**What the task asks:**
Find each line in the records below that contains the word "pavement" and copy those lines out in full.

**Records supplied:**
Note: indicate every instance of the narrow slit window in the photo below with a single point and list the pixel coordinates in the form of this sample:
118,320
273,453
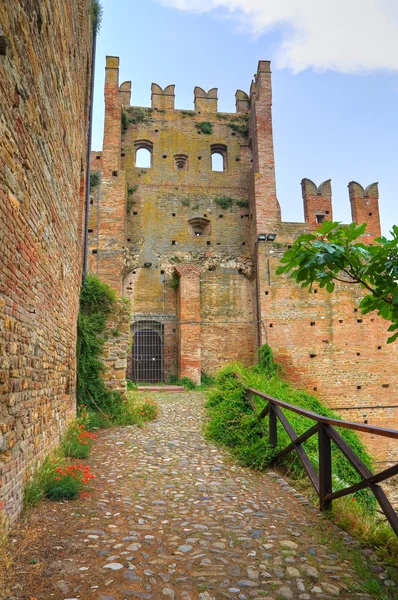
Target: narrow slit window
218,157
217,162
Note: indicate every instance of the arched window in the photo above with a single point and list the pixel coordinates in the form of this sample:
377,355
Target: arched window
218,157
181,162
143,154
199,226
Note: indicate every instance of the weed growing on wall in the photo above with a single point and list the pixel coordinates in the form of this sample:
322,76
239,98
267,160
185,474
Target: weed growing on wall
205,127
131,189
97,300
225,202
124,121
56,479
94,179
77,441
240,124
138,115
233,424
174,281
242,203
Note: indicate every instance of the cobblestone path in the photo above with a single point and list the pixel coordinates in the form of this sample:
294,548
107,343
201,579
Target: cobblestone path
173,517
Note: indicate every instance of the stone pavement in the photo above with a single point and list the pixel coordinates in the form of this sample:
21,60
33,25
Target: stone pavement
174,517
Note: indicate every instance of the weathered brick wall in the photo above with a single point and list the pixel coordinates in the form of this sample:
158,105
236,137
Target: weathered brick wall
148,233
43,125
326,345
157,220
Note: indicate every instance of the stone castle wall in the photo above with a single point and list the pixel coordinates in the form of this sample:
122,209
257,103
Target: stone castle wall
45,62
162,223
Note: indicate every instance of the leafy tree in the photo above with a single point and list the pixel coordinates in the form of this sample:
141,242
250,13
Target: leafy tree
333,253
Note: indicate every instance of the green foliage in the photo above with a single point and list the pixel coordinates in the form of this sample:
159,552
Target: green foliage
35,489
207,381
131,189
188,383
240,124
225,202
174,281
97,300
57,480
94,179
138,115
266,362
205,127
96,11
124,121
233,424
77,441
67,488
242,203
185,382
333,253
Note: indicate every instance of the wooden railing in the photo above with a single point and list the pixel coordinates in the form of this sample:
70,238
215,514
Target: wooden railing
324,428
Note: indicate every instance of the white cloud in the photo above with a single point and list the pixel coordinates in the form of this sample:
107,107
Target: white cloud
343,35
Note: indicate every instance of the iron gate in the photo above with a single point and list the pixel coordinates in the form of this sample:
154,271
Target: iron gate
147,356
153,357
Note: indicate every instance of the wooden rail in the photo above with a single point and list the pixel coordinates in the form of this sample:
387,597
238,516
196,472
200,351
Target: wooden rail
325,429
---
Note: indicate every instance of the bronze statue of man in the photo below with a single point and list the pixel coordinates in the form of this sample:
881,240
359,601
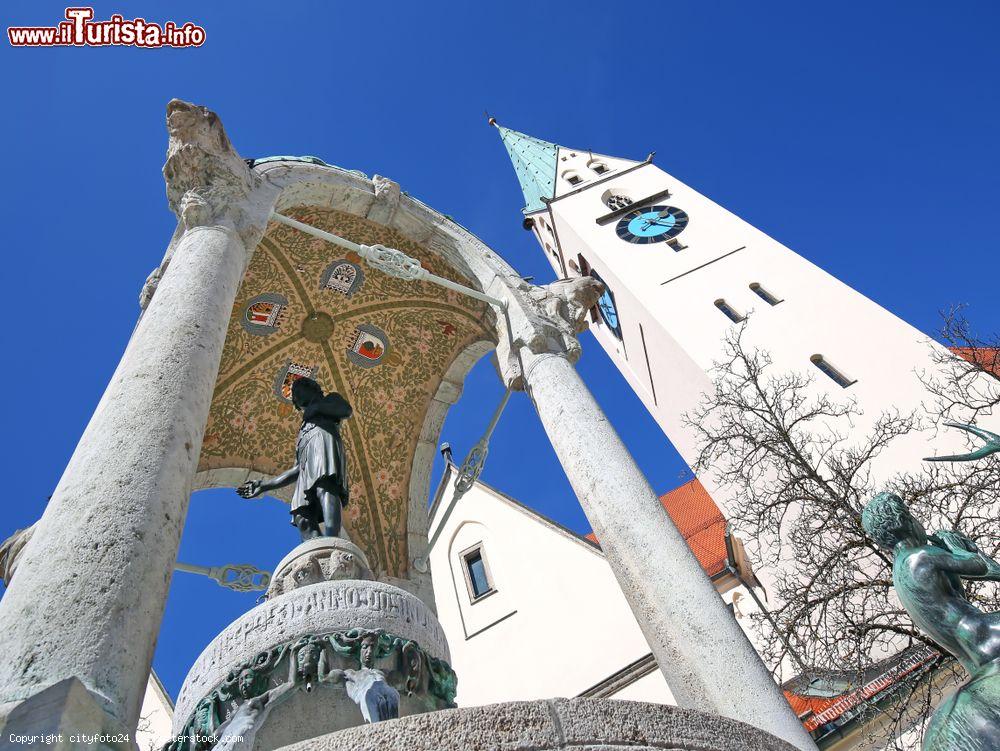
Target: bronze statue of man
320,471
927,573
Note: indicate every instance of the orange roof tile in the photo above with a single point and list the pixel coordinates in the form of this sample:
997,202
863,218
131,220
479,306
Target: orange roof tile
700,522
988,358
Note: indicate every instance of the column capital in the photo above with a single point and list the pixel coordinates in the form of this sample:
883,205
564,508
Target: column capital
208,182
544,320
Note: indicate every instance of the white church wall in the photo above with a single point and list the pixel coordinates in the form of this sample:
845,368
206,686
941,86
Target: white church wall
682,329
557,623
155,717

**Exercise output:**
Note: indicate every instance of the stone pavement in the photo above with a single point and list the pixel coordinates in the form of this sample:
Target: stone pavement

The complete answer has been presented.